**EXTRAIT RETENU**.
════════════════════

Dans la foulée,  deux journalistes [1] Babacar Ndiaye, webmestre du portail d’information Cridem, et Mahmoudi Ould Saibout, journaliste à Taqadoum, ont été arrêtés le 8 août pour avoir repris un article  mettant en cause un avocat proche du régime mauritanien.

Amnesty International fait savoir qu'aucun mandat n’a été présenté au moment de l'arrestation de Biram Dah Abeid, militant anti-esclavagiste, lauréat entre autre du Prix des droits humains de l'Organisation des Nations unies. En outre l'ONG relève [1] d'autres irrégularités concernant la détention de Biram Dah Abeid et ses codétenus: 

Les avocats de Biram Dah Abeid et Abdellahi el Housein Mesoud ont été empêchés à plusieurs reprises de s’entretenir avec leurs clients en détention…

Les procédures engagées contre Biram Dah Abeid et Abdellahi el Housein Mesoud sont déjà entachées d’irrégularités, notamment parce qu’ils ont été maintenus en détention sans inculpation pendant plus de 48 heures et n’ont pas pu s’entretenir avec leurs avocats. Ces derniers n’ont par ailleurs pas pu obtenir certaines pièces du dossier utilisées par l’accusation pour maintenir les deux hommes en détention.

Babacar Ndiaye, webmestre du portail d’information Cridem, et Mahmoudi Ould Saibout, journaliste à Taqadoum, ont été arrêtés après qu’une plainte a été déposée par un avocat mauritanien exerçant en France, à propos d’un article qu’ils avaient publié. Pour l’heure, ils n’ont pas été inculpés.

════════════════════

**TÂCHE À RÉALISER**. D'après l'extrait sur les arrestations en Mauritanie, à quelle date Babacar Ndiaye et Mahmoudi Ould Saibout ont-ils été arrêtés ? Appuyez-vous uniquement sur l'extrait.

════════════════════

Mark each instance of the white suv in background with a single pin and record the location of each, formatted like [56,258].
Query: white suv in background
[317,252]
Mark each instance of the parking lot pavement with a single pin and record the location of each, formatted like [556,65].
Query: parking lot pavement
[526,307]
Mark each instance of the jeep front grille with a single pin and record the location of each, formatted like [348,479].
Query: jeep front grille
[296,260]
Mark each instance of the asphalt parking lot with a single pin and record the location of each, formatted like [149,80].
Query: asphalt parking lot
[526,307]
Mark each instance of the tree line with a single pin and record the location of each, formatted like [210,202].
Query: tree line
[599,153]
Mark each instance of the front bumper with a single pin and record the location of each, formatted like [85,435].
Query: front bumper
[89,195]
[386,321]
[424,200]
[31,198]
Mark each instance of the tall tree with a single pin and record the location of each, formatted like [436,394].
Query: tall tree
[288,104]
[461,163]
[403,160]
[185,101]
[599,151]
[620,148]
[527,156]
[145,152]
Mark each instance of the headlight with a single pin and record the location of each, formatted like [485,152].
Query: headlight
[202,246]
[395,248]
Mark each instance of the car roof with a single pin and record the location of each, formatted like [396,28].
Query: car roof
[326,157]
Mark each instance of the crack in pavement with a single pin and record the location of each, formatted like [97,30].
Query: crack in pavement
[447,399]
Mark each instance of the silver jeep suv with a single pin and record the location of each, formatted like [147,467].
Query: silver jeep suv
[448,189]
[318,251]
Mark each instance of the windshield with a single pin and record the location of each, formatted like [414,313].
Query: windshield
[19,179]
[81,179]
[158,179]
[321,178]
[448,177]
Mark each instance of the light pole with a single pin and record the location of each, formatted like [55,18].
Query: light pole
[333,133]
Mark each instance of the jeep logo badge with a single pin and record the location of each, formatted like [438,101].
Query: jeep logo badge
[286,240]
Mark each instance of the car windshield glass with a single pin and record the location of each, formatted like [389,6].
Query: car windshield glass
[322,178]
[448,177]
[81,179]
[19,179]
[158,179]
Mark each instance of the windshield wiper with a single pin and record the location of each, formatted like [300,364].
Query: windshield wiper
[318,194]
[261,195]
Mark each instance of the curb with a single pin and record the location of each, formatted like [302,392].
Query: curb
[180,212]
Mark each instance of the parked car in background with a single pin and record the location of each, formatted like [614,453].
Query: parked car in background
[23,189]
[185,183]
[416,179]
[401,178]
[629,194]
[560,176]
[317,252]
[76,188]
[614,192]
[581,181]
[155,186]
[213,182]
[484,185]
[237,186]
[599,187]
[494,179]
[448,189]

════════════════════

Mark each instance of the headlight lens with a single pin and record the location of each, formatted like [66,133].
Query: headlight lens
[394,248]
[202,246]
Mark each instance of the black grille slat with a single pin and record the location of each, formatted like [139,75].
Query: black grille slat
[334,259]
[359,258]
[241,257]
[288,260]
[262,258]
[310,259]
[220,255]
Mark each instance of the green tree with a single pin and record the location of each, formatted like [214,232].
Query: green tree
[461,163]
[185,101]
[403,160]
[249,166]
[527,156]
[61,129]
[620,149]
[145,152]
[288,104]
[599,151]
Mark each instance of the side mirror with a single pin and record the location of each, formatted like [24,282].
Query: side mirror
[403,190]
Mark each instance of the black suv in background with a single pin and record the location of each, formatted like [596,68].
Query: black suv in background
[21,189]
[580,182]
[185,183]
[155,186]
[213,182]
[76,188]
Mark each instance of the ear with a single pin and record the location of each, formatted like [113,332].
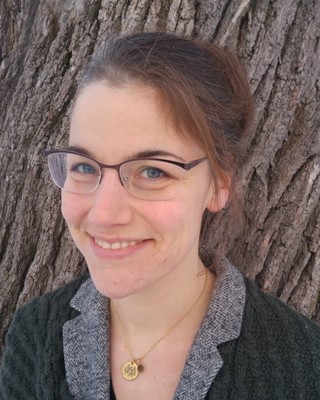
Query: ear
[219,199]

════════════════════

**BONNE RÉPONSE**. Le 8 août.